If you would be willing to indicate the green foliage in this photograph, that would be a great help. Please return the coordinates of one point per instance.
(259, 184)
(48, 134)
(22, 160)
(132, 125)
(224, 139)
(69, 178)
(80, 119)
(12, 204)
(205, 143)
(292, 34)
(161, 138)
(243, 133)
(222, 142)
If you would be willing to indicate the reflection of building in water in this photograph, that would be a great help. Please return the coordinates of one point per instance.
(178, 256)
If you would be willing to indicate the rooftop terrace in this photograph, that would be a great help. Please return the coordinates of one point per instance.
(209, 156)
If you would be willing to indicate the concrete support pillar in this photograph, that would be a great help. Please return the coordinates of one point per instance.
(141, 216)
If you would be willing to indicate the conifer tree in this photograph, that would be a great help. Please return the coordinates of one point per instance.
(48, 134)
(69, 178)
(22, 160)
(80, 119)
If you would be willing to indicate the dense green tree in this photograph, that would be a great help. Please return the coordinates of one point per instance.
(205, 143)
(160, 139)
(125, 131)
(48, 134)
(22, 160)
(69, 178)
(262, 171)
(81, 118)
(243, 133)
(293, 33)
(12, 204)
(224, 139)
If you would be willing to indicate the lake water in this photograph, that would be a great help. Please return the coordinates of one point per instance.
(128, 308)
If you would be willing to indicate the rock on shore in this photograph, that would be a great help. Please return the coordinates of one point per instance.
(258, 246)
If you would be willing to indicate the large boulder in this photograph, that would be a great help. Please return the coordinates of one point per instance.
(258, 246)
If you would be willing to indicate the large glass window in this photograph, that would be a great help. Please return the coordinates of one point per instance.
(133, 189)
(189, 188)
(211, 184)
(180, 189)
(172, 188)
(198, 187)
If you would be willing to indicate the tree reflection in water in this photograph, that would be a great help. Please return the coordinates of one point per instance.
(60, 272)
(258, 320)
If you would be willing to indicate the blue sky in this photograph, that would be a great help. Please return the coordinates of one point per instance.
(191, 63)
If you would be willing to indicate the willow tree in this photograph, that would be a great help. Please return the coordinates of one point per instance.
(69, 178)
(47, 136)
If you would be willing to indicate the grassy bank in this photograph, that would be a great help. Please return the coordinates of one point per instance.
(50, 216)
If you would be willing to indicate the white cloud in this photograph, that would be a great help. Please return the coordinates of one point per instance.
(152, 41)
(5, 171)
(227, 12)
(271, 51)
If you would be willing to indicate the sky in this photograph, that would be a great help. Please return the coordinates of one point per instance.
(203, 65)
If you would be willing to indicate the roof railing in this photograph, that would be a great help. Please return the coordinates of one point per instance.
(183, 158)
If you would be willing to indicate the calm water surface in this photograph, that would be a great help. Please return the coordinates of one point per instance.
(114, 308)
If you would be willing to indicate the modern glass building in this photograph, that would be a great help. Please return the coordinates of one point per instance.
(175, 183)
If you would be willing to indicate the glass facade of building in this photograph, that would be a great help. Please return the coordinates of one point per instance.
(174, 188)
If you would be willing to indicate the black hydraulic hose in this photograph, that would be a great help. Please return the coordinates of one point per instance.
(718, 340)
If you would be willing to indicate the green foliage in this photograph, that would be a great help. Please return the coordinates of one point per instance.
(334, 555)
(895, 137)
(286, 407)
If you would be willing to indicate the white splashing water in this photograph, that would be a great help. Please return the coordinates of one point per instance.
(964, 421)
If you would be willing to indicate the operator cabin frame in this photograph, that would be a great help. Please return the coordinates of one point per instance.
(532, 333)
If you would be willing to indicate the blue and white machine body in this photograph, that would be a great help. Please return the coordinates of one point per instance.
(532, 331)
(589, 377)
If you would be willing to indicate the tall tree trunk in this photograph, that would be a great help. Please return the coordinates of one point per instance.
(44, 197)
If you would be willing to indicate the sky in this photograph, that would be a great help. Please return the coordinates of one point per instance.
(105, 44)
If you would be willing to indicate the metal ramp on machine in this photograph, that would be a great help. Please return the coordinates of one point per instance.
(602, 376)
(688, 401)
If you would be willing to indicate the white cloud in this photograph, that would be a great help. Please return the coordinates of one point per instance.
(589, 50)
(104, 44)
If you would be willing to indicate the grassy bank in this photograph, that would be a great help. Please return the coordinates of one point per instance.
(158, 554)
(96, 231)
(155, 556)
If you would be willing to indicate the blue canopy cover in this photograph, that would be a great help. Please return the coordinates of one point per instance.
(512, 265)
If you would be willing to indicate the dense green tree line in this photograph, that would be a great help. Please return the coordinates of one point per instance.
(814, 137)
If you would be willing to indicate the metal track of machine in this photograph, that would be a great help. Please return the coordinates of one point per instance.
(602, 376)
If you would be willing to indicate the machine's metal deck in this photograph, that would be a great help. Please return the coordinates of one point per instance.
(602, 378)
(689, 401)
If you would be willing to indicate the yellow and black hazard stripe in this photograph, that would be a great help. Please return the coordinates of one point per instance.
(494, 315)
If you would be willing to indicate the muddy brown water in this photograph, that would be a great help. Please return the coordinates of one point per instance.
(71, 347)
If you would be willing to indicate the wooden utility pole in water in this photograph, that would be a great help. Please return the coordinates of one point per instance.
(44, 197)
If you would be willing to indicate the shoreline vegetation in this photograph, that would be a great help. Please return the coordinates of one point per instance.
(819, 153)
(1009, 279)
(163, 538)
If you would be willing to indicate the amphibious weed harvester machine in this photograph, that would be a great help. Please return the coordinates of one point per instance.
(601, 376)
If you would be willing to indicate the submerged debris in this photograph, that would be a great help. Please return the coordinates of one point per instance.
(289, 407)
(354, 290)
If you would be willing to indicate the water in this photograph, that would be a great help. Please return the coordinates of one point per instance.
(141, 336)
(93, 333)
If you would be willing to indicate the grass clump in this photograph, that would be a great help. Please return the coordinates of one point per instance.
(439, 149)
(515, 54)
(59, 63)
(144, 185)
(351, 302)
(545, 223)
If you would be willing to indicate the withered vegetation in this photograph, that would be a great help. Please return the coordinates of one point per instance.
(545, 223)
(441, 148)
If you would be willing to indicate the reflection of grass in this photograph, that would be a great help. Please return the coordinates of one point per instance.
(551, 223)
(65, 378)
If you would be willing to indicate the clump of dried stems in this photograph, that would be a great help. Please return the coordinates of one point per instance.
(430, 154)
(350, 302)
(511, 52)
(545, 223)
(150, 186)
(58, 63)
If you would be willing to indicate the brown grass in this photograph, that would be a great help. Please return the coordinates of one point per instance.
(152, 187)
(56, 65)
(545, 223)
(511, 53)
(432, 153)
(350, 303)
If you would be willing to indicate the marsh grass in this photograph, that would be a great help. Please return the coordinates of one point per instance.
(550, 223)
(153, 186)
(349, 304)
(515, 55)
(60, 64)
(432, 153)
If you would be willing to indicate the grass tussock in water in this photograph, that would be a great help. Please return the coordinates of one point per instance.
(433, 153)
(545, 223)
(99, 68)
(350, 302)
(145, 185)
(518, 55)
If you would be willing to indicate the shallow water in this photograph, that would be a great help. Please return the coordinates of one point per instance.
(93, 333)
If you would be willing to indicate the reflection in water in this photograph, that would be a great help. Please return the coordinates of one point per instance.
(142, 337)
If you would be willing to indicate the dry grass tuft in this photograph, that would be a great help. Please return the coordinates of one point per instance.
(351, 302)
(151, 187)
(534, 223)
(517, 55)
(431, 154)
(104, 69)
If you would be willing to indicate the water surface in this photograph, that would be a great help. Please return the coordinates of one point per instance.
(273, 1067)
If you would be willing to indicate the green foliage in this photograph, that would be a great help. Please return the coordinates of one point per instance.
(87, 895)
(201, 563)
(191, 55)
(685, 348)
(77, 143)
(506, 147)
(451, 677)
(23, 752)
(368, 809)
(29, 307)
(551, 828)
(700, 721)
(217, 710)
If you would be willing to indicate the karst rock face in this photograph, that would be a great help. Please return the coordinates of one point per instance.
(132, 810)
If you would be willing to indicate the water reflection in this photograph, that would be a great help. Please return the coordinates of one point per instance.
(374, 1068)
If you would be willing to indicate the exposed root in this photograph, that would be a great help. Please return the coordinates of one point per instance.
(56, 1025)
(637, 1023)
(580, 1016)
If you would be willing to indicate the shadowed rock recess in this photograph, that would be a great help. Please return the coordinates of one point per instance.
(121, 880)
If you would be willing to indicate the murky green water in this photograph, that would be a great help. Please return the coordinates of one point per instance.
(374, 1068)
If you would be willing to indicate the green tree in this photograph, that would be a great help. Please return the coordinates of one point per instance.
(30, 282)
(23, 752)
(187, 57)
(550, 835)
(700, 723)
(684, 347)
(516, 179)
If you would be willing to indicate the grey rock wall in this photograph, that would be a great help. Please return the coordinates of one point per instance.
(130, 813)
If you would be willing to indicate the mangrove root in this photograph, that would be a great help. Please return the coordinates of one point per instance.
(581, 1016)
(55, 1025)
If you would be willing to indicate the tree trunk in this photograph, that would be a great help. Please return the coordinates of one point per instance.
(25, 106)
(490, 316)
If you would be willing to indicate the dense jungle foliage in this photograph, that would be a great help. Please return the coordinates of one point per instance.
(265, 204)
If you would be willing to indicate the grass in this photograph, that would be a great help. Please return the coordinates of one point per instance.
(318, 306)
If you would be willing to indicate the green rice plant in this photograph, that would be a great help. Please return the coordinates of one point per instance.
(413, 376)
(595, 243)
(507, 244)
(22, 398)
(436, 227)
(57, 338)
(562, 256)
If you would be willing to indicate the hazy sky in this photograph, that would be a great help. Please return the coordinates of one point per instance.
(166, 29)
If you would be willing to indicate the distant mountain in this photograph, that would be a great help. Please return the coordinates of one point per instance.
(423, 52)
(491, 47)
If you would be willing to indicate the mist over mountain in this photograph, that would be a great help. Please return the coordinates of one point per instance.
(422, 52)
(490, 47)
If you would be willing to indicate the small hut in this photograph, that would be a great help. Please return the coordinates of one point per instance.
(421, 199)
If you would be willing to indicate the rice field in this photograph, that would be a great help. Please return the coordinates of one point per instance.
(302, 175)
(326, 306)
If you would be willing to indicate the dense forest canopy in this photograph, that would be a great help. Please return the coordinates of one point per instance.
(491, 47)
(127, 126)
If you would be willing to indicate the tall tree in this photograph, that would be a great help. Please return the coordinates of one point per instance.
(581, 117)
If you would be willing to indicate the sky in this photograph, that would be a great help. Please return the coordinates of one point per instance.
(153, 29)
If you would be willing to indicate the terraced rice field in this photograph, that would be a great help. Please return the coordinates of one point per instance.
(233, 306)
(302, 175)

- Assignment
Repeat nothing before the line containing "If you would be willing to indicate the terraced"; repeat that line and every later line of the listing exactly.

- Reply
If you would be willing to indicate the terraced rice field in this photograph, that would be a great help. Please return the coordinates of one point per instance.
(233, 306)
(302, 175)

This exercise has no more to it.